_WORK TASK 1_
Answer these questions about the blog post:
(a) How many products has the writer reviewed in the blog's first year?
(b) How many posts has the writer made?
(c) What kind of people have approached the writer to review their products?
_WORK TASK 2_
Please reproduce the blog post word for word from "I have been writing" to "of any sort.".

_TEXT FOR ANALYSIS_
I have been writing this blog for exactly one year. In that time I have reviewed fifty products, or about a product a week. Lots of different folks have sent me stuff to review from big, well know companies like Leatherman to small boutique craftspeople like Inkleaf Leather. I have made over 200 posts. And I have given away quite a bit of stuff--an Inkleaf Leather moleskine cover, a Leatherman Sidekick, an Iain Sinclair Card Sharp II, and a custom Mini Grip. In all, the total amount has come to well over $200 in stuff. That is not a lot, but remember, I don't have ad revenue that goes directly to me nor do I have a sponsor of any sort.
I have been approached by a few people to review their products. They are not makers, they are sellers. Thus far I have been hesitant because I don't want to be seen as endorsing things for sale. I don't want to have a relationship where I am just shilling things for a website. But, I have done research on a few of these folks and some have turned out to be really stand up folks. So, what do you think? I would, of course, not keep anything for myself, but would it impact my credibility if I were reviewing things sent to me by a reseller? Keep in mind this would greatly increase the number of things I can review as right now I am limited to my own budget and the Adsense revenue. Post in the comments. Your opinion really does matter.

_PROVIDED INFORMATION_

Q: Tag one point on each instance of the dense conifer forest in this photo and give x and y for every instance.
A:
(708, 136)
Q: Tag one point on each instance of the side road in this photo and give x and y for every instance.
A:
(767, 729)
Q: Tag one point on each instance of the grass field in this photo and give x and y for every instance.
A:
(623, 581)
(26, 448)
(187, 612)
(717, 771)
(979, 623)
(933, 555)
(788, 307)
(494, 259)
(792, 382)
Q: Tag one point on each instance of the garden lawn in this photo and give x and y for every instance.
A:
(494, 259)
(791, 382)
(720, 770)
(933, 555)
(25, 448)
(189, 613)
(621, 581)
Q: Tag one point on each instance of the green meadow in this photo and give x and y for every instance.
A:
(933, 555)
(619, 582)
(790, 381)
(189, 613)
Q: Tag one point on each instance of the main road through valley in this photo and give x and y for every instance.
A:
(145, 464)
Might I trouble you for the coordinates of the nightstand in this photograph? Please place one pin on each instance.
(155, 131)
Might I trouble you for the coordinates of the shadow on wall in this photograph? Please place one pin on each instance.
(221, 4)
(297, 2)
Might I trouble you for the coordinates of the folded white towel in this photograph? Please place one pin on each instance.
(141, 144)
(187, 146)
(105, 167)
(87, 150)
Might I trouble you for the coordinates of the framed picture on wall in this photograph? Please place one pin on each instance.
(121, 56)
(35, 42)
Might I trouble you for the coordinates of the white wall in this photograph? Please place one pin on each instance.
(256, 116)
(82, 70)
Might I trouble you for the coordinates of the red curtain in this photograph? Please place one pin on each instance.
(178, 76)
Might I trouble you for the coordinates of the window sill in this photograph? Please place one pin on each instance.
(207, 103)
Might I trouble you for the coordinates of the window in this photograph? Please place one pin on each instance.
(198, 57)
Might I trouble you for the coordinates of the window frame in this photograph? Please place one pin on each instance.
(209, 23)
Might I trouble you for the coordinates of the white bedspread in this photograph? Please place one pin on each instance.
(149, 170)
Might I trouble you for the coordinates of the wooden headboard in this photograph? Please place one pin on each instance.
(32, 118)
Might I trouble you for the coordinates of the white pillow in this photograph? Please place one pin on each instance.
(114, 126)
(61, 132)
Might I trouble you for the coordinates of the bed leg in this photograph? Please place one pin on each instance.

_ANSWER SPACE 1_
(a) Fifty.
(b) Over 200.
(c) Sellers, not makers.

_ANSWER SPACE 2_
I have been writing this blog for exactly one year. In that time I have reviewed fifty products, or about a product a week. Lots of different folks have sent me stuff to review from big, well know companies like Leatherman to small boutique craftspeople like Inkleaf Leather. I have made over 200 posts. And I have given away quite a bit of stuff--an Inkleaf Leather moleskine cover, a Leatherman Sidekick, an Iain Sinclair Card Sharp II, and a custom Mini Grip. In all, the total amount has come to well over $200 in stuff. That is not a lot, but remember, I don't have ad revenue that goes directly to me nor do I have a sponsor of any sort.